▶ [What you need to do] Rewrite the entries below, swapping each "side table" for "coffee table" and keeping everything else identical.

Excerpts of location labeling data
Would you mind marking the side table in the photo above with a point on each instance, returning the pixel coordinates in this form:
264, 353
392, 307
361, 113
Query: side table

▶ [Output for this exercise]
Would you mind marking the coffee table in the photo above with a point on each instance, returning the pixel coordinates in this form:
264, 353
392, 307
361, 113
Query: coffee table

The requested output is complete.